STUDY TEXT
[Start of Attachment]

Guest Blogger, Adam Durnham, on Writing

How to Improve Your Creative Writing Skills by Adam Durnham

Creative pieces are usually meant to entertain, but since readers often want more than mere entertainment, they expect literary pieces to challenge the mind and tickle the imagination. For some, writing or reading literary pieces could also be a form of art therapy.
Though these standards are quite simple, they may put more pressure on writers. The more advanced readers are, the higher the standards they set for the authors’ literary pieces.
Here are four tips that can help people improve their creative writing skills:
Do not underestimate your readers’ ability to understand and imagine
Leave room for your readers to imagine the back story, the motivation of the characters, and the exposition (the elements that explain the story). You don’t have to reveal all of these in graphic detail all at once. You can give clues or foreshadow some events in the story, but be careful about revealing every element at the start of the piece. Let your readers use their imaginations and formulate theories.
Identify the key points of your story, specifically taking note of the following:
i. What is the main goal of your protagonist? Try to create a protagonist who is interesting or unique in some way.
ii. What are the relevant actions your protagonist takes towards the completion of his or her goal? The protagonist of the story could make conscious decisions that drive and direct the entirety of the story.
iii. What are some unexpected outcomes of the protagonist’s decision(s)?
iv. What are some details related to the literary piece’s setting, tone, and dialogue that can help you reveal the story to the readers?
v. What is the climax of the story?
vi. Will readers find any morals from the story?
vii. How will the story end?

[End of Attachment]

APPLY WHAT YOU READ
1. For each statement, say whether the creative writing text agrees with it. Give yes or no and quote the words from the text that decide it.
(a) Readers expect literary pieces to challenge the mind.
(b) Writers should reveal every element of the story at the start.
(c) More advanced readers set lower standards for authors.
2. List every question the creative writing text poses for identifying the key points of a story.
The records that come next are separate material and are unrelated to the text on creative writing.

[Dataset entries]

[Start of Attachment]

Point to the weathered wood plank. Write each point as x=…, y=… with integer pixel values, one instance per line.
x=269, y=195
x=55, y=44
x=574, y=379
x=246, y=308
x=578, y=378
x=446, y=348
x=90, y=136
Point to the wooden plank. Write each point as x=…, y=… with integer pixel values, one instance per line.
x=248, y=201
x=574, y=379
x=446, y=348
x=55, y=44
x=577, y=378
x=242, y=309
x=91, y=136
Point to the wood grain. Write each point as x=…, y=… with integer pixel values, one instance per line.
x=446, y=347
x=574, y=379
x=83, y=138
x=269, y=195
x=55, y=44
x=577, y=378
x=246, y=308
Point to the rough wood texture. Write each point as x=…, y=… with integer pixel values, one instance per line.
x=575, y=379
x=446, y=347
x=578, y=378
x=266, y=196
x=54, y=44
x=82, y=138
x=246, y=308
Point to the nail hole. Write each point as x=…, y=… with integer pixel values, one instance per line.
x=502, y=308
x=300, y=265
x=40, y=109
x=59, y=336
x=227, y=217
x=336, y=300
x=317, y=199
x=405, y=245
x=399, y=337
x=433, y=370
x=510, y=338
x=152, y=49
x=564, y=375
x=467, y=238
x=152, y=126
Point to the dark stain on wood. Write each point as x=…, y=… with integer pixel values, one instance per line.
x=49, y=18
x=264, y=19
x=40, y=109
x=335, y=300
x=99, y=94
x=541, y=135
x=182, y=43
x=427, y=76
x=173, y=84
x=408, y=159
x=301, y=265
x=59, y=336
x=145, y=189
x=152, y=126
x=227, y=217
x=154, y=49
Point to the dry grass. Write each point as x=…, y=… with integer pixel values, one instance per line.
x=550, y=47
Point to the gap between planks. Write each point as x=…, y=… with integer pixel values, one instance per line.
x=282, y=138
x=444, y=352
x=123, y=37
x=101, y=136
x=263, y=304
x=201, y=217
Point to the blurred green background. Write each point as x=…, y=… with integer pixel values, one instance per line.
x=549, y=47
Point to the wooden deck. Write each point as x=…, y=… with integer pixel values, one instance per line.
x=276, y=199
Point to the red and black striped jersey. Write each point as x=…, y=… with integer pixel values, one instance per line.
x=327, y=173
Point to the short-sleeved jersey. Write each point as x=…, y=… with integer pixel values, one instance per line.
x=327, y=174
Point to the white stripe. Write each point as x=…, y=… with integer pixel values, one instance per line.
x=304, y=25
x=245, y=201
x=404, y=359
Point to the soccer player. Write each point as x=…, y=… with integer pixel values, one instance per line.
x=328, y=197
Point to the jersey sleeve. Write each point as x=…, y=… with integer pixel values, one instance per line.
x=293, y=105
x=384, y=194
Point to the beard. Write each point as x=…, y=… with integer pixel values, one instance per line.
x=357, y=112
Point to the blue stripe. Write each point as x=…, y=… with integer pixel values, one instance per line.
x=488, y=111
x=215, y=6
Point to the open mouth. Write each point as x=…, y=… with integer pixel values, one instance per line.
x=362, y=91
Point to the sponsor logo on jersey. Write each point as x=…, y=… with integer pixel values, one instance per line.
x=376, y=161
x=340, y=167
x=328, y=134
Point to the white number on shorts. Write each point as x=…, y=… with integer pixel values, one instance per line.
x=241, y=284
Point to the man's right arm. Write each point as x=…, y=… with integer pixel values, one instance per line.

[End of Attachment]

EXPECTED OUTPUTS
1.
(a) Yes: "they expect literary pieces to challenge the mind and tickle the imagination"
(b) No: "be careful about revealing every element at the start of the piece"
(c) No: "The more advanced readers are, the higher the standards they set for the authors’ literary pieces."

2.
1. What is the main goal of your protagonist?
2. What are the relevant actions your protagonist takes towards the completion of his or her goal?
3. What are some unexpected outcomes of the protagonist’s decision(s)?
4. What are some details related to the literary piece’s setting, tone, and dialogue that can help you reveal the story to the readers?
5. What is the climax of the story?
6. Will readers find any morals from the story?
7. How will the story end?